§ Record set:
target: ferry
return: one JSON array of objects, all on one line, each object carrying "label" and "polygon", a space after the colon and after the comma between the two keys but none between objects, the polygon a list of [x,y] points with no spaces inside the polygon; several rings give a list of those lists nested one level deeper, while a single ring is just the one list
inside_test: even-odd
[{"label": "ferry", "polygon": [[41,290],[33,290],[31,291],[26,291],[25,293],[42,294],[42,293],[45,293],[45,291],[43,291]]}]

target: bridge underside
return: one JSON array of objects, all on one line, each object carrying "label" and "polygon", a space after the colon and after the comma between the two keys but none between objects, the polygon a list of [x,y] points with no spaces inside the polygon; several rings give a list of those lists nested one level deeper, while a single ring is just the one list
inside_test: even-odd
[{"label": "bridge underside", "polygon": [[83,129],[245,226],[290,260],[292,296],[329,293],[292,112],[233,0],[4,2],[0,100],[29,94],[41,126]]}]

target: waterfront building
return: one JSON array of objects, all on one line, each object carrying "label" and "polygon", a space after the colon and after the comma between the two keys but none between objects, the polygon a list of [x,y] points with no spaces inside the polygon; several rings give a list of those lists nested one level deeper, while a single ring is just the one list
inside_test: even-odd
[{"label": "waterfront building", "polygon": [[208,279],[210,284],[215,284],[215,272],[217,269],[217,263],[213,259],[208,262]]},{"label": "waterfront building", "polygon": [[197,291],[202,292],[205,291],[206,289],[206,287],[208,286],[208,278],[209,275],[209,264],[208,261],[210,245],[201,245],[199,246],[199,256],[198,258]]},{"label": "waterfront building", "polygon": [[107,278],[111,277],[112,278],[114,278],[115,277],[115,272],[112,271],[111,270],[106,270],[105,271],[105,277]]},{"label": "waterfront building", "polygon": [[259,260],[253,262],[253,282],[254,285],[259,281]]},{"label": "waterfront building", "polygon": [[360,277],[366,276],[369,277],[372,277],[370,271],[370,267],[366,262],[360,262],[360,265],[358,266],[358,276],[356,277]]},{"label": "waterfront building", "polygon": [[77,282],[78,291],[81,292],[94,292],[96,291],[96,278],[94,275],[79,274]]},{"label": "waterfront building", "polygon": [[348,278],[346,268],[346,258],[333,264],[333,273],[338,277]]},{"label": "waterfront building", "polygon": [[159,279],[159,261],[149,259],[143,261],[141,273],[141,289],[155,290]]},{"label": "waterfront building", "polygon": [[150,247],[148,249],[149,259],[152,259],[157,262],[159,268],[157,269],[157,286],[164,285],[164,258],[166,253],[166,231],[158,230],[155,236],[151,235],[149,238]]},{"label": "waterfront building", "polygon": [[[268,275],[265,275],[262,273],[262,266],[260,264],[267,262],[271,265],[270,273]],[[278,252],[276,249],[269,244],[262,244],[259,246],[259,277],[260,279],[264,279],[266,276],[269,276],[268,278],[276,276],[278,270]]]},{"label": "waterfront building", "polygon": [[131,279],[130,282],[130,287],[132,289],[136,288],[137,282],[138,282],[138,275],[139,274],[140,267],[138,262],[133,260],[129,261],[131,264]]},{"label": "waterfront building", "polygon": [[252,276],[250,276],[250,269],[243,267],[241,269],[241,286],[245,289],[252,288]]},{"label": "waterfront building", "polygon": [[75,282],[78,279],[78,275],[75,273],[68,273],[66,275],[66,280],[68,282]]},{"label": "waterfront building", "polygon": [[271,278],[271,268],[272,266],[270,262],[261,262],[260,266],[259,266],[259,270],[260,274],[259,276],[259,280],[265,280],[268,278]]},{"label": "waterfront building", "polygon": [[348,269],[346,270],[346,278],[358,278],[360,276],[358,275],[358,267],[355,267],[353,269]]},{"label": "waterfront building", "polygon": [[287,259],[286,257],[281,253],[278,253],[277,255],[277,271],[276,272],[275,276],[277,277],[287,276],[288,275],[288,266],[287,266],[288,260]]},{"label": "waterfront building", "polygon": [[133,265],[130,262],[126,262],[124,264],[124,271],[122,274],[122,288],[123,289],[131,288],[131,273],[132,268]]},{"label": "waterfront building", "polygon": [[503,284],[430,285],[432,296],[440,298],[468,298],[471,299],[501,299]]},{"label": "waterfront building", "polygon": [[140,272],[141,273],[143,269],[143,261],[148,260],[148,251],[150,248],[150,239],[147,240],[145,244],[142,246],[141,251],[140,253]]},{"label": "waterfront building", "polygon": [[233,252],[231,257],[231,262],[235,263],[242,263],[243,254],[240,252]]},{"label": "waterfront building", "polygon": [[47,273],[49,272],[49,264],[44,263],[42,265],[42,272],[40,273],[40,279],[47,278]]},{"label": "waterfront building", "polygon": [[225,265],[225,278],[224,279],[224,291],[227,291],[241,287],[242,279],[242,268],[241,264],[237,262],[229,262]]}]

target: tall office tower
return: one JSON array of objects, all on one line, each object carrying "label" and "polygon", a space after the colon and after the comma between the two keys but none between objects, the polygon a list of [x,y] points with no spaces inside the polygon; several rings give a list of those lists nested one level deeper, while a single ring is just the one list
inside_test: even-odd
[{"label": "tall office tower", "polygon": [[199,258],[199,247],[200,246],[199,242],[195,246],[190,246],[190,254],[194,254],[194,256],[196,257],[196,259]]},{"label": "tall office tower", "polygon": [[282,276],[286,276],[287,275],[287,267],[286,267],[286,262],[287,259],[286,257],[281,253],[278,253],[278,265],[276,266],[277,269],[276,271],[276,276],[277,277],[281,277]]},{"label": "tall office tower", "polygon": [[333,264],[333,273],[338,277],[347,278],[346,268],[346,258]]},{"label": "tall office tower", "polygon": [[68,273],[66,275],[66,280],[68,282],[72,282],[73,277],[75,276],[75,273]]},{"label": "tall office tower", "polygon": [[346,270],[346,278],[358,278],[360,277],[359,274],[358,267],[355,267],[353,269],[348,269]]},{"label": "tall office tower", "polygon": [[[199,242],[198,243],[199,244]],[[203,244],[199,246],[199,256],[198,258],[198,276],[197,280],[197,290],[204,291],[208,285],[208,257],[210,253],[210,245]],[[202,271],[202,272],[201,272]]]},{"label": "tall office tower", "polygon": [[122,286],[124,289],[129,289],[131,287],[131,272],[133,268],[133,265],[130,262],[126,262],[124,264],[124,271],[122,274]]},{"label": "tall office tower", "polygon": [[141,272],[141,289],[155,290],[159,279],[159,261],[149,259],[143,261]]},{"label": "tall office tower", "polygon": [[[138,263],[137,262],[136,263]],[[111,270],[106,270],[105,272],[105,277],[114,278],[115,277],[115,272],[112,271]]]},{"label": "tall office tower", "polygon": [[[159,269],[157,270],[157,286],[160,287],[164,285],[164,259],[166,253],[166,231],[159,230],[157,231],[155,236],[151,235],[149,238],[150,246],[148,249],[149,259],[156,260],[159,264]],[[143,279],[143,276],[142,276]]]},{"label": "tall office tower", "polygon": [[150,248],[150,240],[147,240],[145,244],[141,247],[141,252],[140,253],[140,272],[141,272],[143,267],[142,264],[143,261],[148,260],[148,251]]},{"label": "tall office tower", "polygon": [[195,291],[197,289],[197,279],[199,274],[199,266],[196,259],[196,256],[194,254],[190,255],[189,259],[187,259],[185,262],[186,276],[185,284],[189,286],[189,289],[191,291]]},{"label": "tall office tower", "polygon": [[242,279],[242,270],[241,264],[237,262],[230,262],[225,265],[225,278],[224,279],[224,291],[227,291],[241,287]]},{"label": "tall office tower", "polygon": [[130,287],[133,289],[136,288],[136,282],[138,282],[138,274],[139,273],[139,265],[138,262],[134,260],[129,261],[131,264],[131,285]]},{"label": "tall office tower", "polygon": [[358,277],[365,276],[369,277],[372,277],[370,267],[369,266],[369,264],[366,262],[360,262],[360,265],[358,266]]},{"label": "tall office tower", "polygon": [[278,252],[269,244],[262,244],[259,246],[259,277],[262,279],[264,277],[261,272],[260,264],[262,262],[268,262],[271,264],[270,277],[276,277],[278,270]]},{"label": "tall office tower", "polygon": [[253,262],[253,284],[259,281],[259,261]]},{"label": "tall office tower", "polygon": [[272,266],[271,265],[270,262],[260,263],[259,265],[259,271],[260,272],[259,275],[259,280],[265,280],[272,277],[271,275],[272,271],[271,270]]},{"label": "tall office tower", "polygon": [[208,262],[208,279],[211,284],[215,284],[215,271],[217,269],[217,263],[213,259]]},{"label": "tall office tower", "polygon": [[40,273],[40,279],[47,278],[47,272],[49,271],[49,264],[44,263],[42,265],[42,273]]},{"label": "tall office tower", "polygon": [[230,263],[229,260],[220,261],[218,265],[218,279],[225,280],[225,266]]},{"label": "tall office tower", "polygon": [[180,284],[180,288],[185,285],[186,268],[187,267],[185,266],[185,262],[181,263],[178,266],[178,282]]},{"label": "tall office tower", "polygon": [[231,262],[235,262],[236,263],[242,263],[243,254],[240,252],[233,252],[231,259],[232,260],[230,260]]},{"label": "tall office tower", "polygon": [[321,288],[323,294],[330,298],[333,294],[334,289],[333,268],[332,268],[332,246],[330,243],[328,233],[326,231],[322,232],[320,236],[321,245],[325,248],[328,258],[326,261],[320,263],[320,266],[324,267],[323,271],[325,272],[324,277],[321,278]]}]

§ Task objective:
Locate each line in the items that contains the word "target", and copy those lines.

§ Solution below:
target: ferry
target: bridge underside
target: waterfront building
target: tall office tower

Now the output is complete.